##### Provided entries #####

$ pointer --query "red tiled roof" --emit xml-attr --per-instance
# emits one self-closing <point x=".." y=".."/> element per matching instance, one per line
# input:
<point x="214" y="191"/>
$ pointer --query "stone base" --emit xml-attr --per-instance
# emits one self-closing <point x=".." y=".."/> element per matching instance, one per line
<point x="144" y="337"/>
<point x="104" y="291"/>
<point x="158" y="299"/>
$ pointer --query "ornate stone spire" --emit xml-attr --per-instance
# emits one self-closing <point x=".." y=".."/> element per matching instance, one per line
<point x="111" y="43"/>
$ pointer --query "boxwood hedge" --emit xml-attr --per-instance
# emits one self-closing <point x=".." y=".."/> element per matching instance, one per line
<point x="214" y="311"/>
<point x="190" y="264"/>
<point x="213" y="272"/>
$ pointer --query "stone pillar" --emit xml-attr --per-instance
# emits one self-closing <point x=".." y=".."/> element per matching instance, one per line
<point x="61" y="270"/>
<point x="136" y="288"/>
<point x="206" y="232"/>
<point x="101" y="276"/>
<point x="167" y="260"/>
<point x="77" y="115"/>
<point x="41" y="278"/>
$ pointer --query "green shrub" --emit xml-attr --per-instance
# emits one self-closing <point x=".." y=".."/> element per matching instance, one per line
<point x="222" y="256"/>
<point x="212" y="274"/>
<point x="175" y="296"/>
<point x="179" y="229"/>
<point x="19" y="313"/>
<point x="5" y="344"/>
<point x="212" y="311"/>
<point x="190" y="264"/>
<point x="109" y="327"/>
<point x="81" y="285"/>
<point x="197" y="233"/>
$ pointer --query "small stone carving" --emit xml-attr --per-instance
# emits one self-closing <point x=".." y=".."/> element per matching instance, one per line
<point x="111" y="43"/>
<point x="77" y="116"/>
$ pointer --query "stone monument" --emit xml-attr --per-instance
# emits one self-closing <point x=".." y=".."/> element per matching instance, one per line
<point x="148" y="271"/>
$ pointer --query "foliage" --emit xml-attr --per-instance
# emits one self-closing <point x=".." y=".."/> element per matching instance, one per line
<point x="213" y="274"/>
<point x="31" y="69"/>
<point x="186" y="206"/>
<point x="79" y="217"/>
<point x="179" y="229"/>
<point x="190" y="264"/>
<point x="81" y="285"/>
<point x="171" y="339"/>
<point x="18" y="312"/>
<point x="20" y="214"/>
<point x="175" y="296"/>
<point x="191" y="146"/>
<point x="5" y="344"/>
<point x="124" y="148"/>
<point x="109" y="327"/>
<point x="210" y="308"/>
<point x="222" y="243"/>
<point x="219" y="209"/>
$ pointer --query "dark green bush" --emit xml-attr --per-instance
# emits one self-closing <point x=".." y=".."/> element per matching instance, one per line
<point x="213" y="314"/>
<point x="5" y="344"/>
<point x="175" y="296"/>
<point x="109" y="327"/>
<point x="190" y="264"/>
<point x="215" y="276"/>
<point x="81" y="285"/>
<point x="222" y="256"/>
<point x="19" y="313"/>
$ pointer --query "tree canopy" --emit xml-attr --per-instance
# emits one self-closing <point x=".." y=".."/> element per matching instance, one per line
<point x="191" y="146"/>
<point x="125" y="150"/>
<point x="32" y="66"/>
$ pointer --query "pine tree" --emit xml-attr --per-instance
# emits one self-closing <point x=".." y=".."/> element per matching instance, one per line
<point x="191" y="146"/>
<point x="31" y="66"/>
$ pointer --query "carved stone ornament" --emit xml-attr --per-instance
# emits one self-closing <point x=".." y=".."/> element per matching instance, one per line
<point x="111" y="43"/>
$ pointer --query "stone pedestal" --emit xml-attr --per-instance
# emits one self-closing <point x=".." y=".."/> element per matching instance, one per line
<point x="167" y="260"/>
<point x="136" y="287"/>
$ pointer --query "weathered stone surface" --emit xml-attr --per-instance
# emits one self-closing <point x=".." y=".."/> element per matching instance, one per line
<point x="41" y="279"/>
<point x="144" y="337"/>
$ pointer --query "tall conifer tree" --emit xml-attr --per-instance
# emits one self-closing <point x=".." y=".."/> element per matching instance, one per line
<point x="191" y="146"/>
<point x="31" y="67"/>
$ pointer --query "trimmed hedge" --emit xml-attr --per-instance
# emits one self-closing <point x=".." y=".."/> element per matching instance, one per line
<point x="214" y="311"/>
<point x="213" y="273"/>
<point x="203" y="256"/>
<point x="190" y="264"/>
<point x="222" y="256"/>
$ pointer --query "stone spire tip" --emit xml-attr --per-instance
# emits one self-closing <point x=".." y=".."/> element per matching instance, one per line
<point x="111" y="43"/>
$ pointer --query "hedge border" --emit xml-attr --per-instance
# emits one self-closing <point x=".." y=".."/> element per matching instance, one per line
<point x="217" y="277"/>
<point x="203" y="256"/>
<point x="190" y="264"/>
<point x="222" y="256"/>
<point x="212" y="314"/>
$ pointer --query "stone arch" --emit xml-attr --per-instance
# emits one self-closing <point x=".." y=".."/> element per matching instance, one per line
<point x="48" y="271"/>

#####

### What is required:
All of the entries above should be written out again exactly.

### Response below:
$ pointer --query "red tiled roof" --emit xml-attr --per-instance
# emits one self-closing <point x=".." y=".."/> element per matching instance, one per line
# input:
<point x="214" y="191"/>
$ pointer --query "stone base" --emit xml-attr --per-instance
# emits one self-closing <point x=".." y=".."/> element per matching instance, one per line
<point x="144" y="337"/>
<point x="104" y="291"/>
<point x="158" y="299"/>
$ pointer --query "ornate stone spire" --emit xml-attr --per-instance
# emits one self-closing <point x=".." y=".."/> element per matching instance, one per line
<point x="111" y="43"/>
$ pointer --query "boxwood hedge" --emit xml-attr --per-instance
# emits one self-closing <point x=".." y=".."/> element per matching instance, one per line
<point x="214" y="311"/>
<point x="190" y="264"/>
<point x="213" y="272"/>
$ pointer --query "stone pillar" --emit xml-attr --per-instance
# emits one self-closing <point x=".." y=".."/> element per matching instance, one per line
<point x="61" y="270"/>
<point x="136" y="288"/>
<point x="206" y="232"/>
<point x="101" y="276"/>
<point x="167" y="260"/>
<point x="77" y="115"/>
<point x="41" y="278"/>
$ pointer --query "green shrub" --emit xml-attr --per-instance
# emits one self-closing <point x=".." y=".."/> element per matching instance, one per line
<point x="222" y="256"/>
<point x="212" y="274"/>
<point x="175" y="296"/>
<point x="179" y="229"/>
<point x="19" y="313"/>
<point x="5" y="344"/>
<point x="212" y="311"/>
<point x="190" y="264"/>
<point x="109" y="327"/>
<point x="81" y="285"/>
<point x="197" y="233"/>
$ pointer --query "small stone carving" --emit xml-attr --per-instance
# emits one self-closing <point x=".." y=".."/> element per matching instance, one per line
<point x="111" y="43"/>
<point x="77" y="116"/>
$ pointer --query "stone monument" --emit xml-attr --per-instance
# emits one self-closing <point x=".." y=".."/> element per matching instance, one per line
<point x="148" y="271"/>
$ pointer --query "foliage" --emit xml-attr --per-instance
# emits one self-closing <point x=".." y=".."/> element per matching instance, one per line
<point x="213" y="274"/>
<point x="31" y="69"/>
<point x="186" y="206"/>
<point x="79" y="217"/>
<point x="179" y="229"/>
<point x="190" y="264"/>
<point x="81" y="285"/>
<point x="171" y="339"/>
<point x="18" y="312"/>
<point x="20" y="214"/>
<point x="175" y="296"/>
<point x="191" y="146"/>
<point x="5" y="344"/>
<point x="124" y="148"/>
<point x="109" y="327"/>
<point x="210" y="308"/>
<point x="222" y="243"/>
<point x="219" y="209"/>
$ pointer --query "dark green bush" --emit xml-attr --per-instance
# emits one self-closing <point x=".." y=".."/> element per matching instance, one per line
<point x="213" y="314"/>
<point x="5" y="344"/>
<point x="175" y="296"/>
<point x="109" y="327"/>
<point x="190" y="264"/>
<point x="215" y="276"/>
<point x="81" y="285"/>
<point x="222" y="256"/>
<point x="19" y="313"/>
$ pointer --query "tree canopy" --emit xml-attr --per-instance
# emits one self-closing <point x=".." y=".."/> element per matching instance, one per line
<point x="191" y="146"/>
<point x="125" y="150"/>
<point x="32" y="66"/>
$ pointer --query "pine tree" --emit xml-attr --per-instance
# emits one self-closing <point x=".." y=".."/> element per matching instance, one per line
<point x="191" y="146"/>
<point x="31" y="66"/>
$ pointer --query "carved stone ornament" --emit xml-attr --per-instance
# emits one self-closing <point x=".." y=".."/> element per matching instance, one per line
<point x="111" y="43"/>
$ pointer --query "stone pedestal" --emit xml-attr --per-instance
# emits one self-closing <point x=".." y=".."/> element per matching instance, one per line
<point x="167" y="260"/>
<point x="136" y="287"/>
$ pointer --query "weathered stone surface" --emit xml-attr --per-instance
# emits one self-closing <point x=".." y=".."/> element per matching instance, one per line
<point x="41" y="279"/>
<point x="144" y="337"/>
$ pointer --query "tall conifer tree" --emit xml-attr --per-instance
# emits one self-closing <point x=".." y=".."/> element per matching instance, one per line
<point x="191" y="146"/>
<point x="31" y="67"/>
$ pointer --query "trimmed hedge" --emit xml-attr --per-instance
# emits one self-closing <point x=".." y=".."/> element per matching instance, one per line
<point x="214" y="311"/>
<point x="213" y="273"/>
<point x="203" y="256"/>
<point x="190" y="264"/>
<point x="222" y="256"/>
$ pointer --query "stone spire tip" --emit xml-attr --per-instance
# emits one self-closing <point x=".." y=".."/> element per matching instance, one per line
<point x="111" y="43"/>
$ pointer --query "hedge border" --emit xml-attr --per-instance
# emits one self-closing <point x=".." y=".."/> element per matching instance, one per line
<point x="217" y="277"/>
<point x="203" y="256"/>
<point x="190" y="264"/>
<point x="222" y="256"/>
<point x="212" y="314"/>
$ pointer --query "stone arch" --emit xml-attr --per-instance
# emits one self-closing <point x=".." y=".."/> element per matching instance, one per line
<point x="48" y="271"/>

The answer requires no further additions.